■ Your instructions ■
Please rewrite everything in the listing from the line containing "hat in the photo above." down to the end of the listing as a JSON list of strings, one string per line, leaving out blank lines.

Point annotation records
══════════════════════════════
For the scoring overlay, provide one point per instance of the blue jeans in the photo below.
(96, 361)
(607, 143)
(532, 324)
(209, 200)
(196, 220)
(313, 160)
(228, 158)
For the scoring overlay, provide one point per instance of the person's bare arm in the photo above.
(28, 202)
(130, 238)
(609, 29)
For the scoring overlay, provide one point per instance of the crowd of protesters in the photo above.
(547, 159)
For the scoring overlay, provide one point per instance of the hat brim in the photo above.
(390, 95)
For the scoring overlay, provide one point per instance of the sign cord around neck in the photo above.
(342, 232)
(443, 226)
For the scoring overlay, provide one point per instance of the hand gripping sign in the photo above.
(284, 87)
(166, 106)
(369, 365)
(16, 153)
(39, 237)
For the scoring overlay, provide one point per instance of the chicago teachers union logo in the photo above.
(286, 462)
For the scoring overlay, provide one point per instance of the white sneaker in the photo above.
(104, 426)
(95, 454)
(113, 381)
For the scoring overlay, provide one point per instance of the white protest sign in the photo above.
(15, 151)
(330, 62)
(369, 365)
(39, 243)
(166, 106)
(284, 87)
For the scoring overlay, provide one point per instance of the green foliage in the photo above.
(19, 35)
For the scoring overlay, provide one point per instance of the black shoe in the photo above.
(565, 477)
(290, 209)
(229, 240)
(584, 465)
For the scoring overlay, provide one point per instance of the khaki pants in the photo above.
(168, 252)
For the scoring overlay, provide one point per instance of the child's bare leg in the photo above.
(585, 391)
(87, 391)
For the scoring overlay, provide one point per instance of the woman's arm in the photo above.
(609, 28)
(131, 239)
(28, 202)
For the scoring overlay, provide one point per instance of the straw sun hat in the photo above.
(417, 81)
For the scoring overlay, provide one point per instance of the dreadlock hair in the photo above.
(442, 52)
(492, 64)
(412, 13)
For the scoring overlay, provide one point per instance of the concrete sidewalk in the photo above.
══════════════════════════════
■ Answer to the exercise ■
[
  "For the scoring overlay, provide one point per instance of the straw sun hat in the photo above.",
  "(417, 81)",
  "For the scoring overlay, provide one point per instance of the dreadlock hair in the photo above.",
  "(442, 52)",
  "(492, 64)",
  "(412, 13)",
  "For the scoring overlay, provide one point per instance of the concrete sidewalk in the photo above."
]